About this exercise ->
The following entries are to be retyped in full, exactly as written.

Source data ->
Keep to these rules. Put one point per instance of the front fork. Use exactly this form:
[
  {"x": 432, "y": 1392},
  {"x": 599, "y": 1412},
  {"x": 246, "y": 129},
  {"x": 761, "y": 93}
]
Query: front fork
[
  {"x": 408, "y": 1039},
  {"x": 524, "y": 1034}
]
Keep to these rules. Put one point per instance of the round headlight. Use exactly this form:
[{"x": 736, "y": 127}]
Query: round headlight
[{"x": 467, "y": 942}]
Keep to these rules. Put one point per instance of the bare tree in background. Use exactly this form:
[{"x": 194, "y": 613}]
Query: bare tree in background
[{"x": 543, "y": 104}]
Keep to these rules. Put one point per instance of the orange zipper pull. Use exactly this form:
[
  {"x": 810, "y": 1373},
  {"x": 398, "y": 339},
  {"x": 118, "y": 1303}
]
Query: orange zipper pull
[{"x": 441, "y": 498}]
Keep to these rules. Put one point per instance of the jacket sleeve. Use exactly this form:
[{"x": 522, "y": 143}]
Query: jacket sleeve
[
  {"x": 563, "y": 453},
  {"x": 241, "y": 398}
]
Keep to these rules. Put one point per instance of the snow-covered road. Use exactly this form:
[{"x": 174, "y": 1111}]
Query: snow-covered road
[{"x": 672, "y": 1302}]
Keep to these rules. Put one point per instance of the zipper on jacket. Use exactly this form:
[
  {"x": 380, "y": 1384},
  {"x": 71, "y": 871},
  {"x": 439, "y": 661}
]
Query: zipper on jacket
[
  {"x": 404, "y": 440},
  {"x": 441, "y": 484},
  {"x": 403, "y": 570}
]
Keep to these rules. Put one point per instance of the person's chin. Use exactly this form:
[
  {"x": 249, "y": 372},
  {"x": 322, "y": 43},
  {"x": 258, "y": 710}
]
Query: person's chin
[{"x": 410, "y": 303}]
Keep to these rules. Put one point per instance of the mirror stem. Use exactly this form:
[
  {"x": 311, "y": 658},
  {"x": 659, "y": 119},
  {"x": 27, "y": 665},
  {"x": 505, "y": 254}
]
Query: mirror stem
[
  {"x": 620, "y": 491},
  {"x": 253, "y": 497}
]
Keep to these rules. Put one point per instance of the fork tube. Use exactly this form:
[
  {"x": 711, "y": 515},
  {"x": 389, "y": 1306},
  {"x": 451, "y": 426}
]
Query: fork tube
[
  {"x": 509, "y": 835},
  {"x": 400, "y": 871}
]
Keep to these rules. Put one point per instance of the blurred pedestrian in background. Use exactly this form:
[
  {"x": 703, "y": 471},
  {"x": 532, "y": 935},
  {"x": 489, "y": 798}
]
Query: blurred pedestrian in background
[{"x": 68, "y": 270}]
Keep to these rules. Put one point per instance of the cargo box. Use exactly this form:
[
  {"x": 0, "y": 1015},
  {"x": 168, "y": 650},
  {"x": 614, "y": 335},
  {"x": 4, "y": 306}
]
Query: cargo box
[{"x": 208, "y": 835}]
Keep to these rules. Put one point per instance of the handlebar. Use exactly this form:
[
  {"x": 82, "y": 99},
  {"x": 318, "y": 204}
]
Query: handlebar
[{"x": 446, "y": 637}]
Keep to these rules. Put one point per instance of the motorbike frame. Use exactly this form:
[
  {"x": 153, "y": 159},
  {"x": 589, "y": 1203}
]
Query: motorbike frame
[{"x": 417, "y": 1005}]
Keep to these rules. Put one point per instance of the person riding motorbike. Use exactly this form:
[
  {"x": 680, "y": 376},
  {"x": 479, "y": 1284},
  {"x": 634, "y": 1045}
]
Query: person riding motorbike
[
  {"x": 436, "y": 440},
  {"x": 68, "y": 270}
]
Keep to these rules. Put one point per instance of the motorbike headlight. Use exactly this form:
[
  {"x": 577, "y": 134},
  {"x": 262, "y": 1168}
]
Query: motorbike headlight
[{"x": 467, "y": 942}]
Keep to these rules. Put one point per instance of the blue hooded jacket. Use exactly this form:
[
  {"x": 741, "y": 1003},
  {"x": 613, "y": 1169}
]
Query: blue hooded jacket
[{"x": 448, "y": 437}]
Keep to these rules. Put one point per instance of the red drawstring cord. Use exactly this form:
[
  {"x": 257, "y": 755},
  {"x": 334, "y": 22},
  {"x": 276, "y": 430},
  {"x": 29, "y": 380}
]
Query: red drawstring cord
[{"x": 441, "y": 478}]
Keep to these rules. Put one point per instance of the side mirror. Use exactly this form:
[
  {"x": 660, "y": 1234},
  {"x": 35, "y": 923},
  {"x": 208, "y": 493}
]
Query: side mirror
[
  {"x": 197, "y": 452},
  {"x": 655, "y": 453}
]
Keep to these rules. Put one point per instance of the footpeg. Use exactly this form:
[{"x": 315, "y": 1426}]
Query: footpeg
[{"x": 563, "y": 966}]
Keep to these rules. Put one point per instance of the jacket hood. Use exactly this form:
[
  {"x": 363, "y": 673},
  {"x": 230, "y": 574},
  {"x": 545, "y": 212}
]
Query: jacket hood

Response to the exercise ->
Keep to these rules. Put one point per instance of the front fork. Use exactly this form:
[
  {"x": 432, "y": 1392},
  {"x": 599, "y": 1412},
  {"x": 246, "y": 129},
  {"x": 761, "y": 93}
]
Query: front fork
[
  {"x": 408, "y": 1039},
  {"x": 524, "y": 1034}
]
Keep to these rules. Put one point per instance of the round headlight. Use exactly this form:
[{"x": 736, "y": 127}]
Query: round headlight
[{"x": 467, "y": 942}]
Keep to these rules. Put one point per instance of the bare tree in background. Use exactly this form:
[{"x": 194, "y": 613}]
Query: bare tree in background
[{"x": 543, "y": 104}]
Keep to these rules. Put one point per instance of the orange zipper pull. Use exactly this form:
[
  {"x": 810, "y": 1373},
  {"x": 398, "y": 339},
  {"x": 118, "y": 1303}
]
Query: orange zipper pull
[{"x": 441, "y": 498}]
Keep to these rules. Put one point per instance of the jacket sleeve. Use exactly this form:
[{"x": 522, "y": 143}]
Query: jacket sleeve
[
  {"x": 563, "y": 453},
  {"x": 241, "y": 398}
]
Keep to these rules. Put one point per instance of the snow-covered road. Use exactly this form:
[{"x": 174, "y": 1111}]
Query: snow-covered road
[{"x": 672, "y": 1302}]
Keep to these rules. Put one point per instance of the zipper on jacket. Use exactly this form:
[
  {"x": 380, "y": 1384},
  {"x": 71, "y": 871},
  {"x": 439, "y": 661}
]
Query: zipper on jacket
[
  {"x": 404, "y": 440},
  {"x": 441, "y": 484},
  {"x": 403, "y": 570}
]
Keep to these rules. Put one point per instance of the person's chin. Use exactly this form:
[
  {"x": 249, "y": 372},
  {"x": 322, "y": 43},
  {"x": 258, "y": 710}
]
Query: person's chin
[{"x": 410, "y": 303}]
Keep to these rules. Put one point per instance of the mirror stem. Use exactly this form:
[
  {"x": 311, "y": 658},
  {"x": 659, "y": 119},
  {"x": 27, "y": 665},
  {"x": 505, "y": 254}
]
Query: mirror stem
[
  {"x": 620, "y": 491},
  {"x": 253, "y": 497}
]
Keep to these rules. Put one point per instance of the fork tube. Use exactly this form:
[
  {"x": 711, "y": 515},
  {"x": 389, "y": 1306},
  {"x": 451, "y": 426}
]
Query: fork tube
[
  {"x": 509, "y": 835},
  {"x": 400, "y": 871}
]
Keep to these rules. Put one point per instance of the blurred pedestrian in background. Use exactly this form:
[
  {"x": 703, "y": 471},
  {"x": 532, "y": 935},
  {"x": 489, "y": 798}
]
Query: blurred pedestrian in background
[{"x": 68, "y": 270}]
Keep to these rules. Put one point per instance of the cargo box. Use exactly this form:
[
  {"x": 0, "y": 1015},
  {"x": 168, "y": 650},
  {"x": 614, "y": 335},
  {"x": 4, "y": 306}
]
Query: cargo box
[{"x": 208, "y": 835}]
Keep to these rules. Put one point per instance of the handlebar. Use exactly this form:
[
  {"x": 82, "y": 99},
  {"x": 318, "y": 204}
]
Query: handlebar
[{"x": 446, "y": 637}]
Keep to these rules. Put one point per instance of the motorbike frame. Use exactly this form:
[
  {"x": 153, "y": 159},
  {"x": 589, "y": 1203}
]
Query: motorbike frame
[{"x": 417, "y": 1005}]
Keep to these rules. Put one point per instance of the person riding motorbike. Use exactly this form:
[
  {"x": 680, "y": 376},
  {"x": 479, "y": 1284},
  {"x": 634, "y": 1045}
]
Query: person riding motorbike
[
  {"x": 436, "y": 440},
  {"x": 68, "y": 270}
]
Keep to these rules. Put one point per instance of the motorbike headlight. Use exactly this form:
[
  {"x": 577, "y": 134},
  {"x": 262, "y": 1168}
]
Query: motorbike headlight
[{"x": 467, "y": 942}]
Keep to these rules. Put one point per instance of the blue hooded jacket. Use exactly this form:
[
  {"x": 741, "y": 1003},
  {"x": 613, "y": 1169}
]
Query: blue hooded jacket
[{"x": 448, "y": 437}]
Keep to these rules. Put one point per instance of the red drawstring cord. Use exactly this form:
[
  {"x": 257, "y": 755},
  {"x": 334, "y": 22},
  {"x": 276, "y": 430},
  {"x": 29, "y": 380}
]
Query: red drawstring cord
[{"x": 441, "y": 478}]
Keep to these rules. Put one point per instance of the side mirror. Use exactly this form:
[
  {"x": 660, "y": 1234},
  {"x": 35, "y": 923},
  {"x": 208, "y": 493}
]
Query: side mirror
[
  {"x": 197, "y": 452},
  {"x": 655, "y": 453}
]
Keep to these rules. Put one point per instance of the footpeg. Use exactly this form:
[{"x": 315, "y": 1426}]
Query: footpeg
[{"x": 563, "y": 966}]
Keep to these rules. Put one point per instance of the jacket hood. Use exactly this form:
[
  {"x": 363, "y": 673},
  {"x": 230, "y": 574},
  {"x": 545, "y": 212}
]
Query: jacket hood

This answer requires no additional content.